Set task: List every line in the records below that contains the string "baseball", and copy each such line in full.

Input records:
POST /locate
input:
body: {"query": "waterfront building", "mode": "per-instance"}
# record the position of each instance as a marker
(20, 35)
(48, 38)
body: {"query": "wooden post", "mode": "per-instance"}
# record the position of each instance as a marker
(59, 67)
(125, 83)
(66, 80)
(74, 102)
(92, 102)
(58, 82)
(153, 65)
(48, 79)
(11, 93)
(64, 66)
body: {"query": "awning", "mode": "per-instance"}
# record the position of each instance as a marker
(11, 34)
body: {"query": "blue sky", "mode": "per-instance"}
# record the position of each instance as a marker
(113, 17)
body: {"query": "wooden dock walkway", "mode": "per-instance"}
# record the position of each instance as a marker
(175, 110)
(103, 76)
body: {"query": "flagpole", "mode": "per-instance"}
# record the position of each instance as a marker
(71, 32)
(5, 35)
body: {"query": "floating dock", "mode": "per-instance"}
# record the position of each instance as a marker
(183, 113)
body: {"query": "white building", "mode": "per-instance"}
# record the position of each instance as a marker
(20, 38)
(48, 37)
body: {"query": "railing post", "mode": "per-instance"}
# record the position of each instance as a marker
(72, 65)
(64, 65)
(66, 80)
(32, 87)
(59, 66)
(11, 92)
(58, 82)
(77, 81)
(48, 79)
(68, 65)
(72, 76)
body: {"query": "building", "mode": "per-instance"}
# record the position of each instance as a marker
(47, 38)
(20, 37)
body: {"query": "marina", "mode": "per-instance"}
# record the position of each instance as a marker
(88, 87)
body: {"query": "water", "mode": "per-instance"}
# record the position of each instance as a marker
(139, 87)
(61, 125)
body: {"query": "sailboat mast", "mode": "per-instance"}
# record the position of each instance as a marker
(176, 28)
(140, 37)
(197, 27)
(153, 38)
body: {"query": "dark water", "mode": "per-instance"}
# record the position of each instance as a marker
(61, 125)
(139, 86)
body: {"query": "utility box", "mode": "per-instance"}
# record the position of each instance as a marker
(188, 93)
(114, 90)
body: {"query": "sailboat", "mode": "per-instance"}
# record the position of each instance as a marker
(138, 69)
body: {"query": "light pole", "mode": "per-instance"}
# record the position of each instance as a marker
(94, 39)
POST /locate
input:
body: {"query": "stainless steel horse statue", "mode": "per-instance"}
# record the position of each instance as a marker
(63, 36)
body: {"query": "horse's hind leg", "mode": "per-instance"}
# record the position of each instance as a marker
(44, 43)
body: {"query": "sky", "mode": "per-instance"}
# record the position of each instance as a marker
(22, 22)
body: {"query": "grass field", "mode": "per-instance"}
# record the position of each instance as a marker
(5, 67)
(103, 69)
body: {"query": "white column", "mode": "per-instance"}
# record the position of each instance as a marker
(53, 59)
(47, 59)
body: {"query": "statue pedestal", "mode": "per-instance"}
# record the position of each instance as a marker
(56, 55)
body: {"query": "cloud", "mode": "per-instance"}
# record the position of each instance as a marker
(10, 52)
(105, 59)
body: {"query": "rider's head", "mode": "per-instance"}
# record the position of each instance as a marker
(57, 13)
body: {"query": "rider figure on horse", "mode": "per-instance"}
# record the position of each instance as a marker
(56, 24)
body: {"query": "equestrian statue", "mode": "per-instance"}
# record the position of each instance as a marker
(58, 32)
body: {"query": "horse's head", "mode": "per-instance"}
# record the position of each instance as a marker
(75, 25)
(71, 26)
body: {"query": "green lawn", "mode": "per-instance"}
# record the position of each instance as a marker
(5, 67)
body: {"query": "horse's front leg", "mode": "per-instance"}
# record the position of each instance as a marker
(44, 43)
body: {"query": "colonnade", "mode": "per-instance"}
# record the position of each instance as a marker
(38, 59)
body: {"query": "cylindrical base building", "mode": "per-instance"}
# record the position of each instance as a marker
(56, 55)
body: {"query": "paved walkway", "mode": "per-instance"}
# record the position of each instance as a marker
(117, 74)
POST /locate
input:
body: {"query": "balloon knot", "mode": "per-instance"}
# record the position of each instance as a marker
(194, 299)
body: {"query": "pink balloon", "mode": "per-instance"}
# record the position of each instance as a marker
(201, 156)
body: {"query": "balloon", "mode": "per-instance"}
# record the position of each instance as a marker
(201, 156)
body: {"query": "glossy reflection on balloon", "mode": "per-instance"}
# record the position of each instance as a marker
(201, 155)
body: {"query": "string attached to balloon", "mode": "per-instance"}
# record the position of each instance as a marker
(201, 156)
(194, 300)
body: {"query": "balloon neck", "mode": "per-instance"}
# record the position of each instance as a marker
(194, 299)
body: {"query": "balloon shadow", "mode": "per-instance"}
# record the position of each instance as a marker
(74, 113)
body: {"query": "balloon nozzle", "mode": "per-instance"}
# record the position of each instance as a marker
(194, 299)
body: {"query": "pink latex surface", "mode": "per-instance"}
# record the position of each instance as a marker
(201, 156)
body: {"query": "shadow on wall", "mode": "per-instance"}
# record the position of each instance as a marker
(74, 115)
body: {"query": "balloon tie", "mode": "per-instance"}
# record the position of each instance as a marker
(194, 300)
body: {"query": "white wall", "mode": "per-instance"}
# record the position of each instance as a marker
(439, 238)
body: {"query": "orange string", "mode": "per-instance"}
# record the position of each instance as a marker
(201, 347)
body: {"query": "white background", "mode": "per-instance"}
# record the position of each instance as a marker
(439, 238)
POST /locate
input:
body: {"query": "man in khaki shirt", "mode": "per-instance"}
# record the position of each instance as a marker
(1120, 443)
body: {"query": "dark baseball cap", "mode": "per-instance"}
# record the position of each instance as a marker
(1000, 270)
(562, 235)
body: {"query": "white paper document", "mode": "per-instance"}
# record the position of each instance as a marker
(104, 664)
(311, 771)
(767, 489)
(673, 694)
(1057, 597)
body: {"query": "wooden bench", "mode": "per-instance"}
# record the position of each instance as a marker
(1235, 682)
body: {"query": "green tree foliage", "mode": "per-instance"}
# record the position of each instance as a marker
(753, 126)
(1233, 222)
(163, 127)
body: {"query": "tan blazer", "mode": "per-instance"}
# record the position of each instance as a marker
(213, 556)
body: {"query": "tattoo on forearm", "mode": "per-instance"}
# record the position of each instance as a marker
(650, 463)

* * *

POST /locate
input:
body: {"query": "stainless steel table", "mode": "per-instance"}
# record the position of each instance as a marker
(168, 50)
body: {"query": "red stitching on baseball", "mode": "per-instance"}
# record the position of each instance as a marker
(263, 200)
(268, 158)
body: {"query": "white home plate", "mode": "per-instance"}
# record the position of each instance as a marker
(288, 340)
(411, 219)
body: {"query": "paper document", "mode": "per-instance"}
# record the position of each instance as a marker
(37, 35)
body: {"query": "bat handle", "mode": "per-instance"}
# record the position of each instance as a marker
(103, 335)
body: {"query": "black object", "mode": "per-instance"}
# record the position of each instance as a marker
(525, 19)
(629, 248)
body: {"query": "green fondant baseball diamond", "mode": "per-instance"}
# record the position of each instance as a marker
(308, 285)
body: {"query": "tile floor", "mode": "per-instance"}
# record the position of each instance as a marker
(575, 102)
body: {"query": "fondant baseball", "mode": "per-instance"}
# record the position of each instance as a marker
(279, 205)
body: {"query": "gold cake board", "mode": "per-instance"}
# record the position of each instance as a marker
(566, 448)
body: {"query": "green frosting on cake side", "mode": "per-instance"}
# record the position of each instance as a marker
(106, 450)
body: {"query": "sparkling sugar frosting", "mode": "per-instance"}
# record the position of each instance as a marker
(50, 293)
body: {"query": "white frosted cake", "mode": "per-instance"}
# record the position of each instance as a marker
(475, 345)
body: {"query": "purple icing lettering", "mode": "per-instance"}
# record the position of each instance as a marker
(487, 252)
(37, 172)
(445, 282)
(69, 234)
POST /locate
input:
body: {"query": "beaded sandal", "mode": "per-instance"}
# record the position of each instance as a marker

Expected answer:
body: {"query": "dark baseball cap", "mode": "per-instance"}
body: {"query": "red stitching on baseball", "mode": "per-instance"}
body: {"query": "green fondant baseball diamond", "mode": "per-instance"}
body: {"query": "fondant baseball", "mode": "per-instance"}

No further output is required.